> _What you are asked to do_: Continue the personal post about putting off plans to go to school, starting after its last sentence.

> _Source excerpt_:
= = =
I am at the moment of my life, where I feel sooooo belong in here.
Work life, awesome.
Social life, even better than that.
I feel soooo comfortable here that when someone asked me, "so, what about your plan to go to school?"
aannndd... I started to make bunch of excuses.
"well... now I kinda think, what's really the point of that? I can still pursue a good career here..." and so on.
Yesterday that was exactly what happened. And somehow from the conversation with one of the colleague (who reaaalllyy encourage me to do it as soon as possible), I just felt like I was awoken from my sleep.
Come on, Sheila.
Afterall, it was what you have always wanted.
And this thing you do now? Will be nothing compare to what you could achieve later. If you're just willing to work your ass off a lil bit more.
= = =
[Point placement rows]
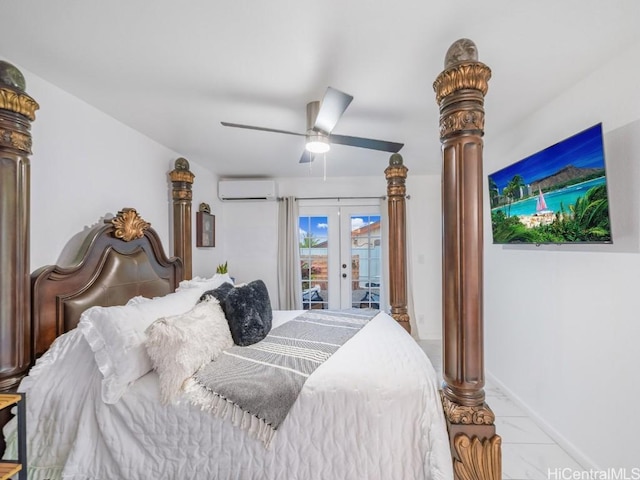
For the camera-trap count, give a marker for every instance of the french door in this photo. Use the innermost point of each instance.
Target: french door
(341, 256)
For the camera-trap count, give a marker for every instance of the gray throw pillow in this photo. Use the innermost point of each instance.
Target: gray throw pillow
(247, 309)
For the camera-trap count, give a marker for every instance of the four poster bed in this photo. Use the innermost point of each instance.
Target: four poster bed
(102, 404)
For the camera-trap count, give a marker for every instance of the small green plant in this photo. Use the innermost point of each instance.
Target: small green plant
(222, 268)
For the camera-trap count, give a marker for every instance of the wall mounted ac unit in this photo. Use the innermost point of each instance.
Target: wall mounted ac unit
(247, 190)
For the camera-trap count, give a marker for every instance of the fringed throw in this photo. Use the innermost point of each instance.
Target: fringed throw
(254, 387)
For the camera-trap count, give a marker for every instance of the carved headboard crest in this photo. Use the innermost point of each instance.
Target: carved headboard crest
(128, 225)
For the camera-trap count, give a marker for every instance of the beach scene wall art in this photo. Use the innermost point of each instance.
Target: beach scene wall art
(558, 195)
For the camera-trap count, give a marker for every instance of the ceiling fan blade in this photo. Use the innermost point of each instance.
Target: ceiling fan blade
(307, 157)
(369, 143)
(263, 129)
(332, 107)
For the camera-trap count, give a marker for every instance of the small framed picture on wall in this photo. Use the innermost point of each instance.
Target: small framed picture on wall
(205, 230)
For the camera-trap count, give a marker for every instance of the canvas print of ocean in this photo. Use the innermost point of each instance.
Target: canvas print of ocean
(558, 195)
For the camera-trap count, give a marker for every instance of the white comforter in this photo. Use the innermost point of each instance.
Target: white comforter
(371, 411)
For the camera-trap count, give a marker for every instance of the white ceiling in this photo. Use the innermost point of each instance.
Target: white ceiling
(174, 70)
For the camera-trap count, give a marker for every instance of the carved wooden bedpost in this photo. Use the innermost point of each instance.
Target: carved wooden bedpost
(17, 111)
(396, 174)
(182, 179)
(460, 91)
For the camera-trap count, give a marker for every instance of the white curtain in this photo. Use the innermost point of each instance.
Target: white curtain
(409, 241)
(289, 273)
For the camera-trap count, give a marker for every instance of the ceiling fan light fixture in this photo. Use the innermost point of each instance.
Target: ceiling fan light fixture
(317, 143)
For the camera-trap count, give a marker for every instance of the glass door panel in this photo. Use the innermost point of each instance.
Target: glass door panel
(340, 257)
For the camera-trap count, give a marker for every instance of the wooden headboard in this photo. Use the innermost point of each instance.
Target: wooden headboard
(118, 259)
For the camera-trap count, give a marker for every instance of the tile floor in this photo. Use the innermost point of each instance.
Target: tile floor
(527, 451)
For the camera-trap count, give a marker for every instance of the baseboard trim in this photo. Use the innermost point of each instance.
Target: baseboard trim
(577, 454)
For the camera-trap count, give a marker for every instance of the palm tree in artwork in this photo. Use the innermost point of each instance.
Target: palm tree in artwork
(511, 189)
(494, 193)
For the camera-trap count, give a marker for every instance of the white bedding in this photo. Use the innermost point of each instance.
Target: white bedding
(372, 411)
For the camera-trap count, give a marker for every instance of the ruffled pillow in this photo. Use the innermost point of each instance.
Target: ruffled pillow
(179, 345)
(116, 336)
(247, 309)
(205, 283)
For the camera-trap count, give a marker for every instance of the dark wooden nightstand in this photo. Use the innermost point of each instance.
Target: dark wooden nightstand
(9, 468)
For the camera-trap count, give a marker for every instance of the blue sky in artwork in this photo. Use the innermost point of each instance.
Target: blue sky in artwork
(583, 150)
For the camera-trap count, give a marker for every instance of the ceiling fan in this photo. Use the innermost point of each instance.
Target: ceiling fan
(322, 118)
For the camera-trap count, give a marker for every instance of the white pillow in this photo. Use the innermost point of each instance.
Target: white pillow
(205, 283)
(179, 345)
(116, 336)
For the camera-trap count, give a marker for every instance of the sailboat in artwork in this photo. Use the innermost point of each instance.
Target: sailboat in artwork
(541, 204)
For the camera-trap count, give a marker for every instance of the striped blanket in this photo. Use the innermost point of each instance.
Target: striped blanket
(255, 386)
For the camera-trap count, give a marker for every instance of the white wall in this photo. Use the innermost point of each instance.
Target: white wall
(561, 322)
(85, 165)
(250, 236)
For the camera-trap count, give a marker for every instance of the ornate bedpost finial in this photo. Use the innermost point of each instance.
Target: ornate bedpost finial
(460, 91)
(396, 175)
(17, 111)
(12, 93)
(462, 71)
= = =
> _Result below_:
So I began to write a good (hopefully persuasive) letter to the professor.
I was thinking, nothing to lose anyway. He must be a really busy guy too.
....
....
dududuu....
and this morning I got the reply immediately.
From a guy who I believe MUST be very busy.
And know what? It was a reeaalllyy positive response that I thought it was too good to be true.
One of the sentence he said,
"You have the type of experience we hope for in students in RCP so you are in a good position to apply."
I'm going to faint.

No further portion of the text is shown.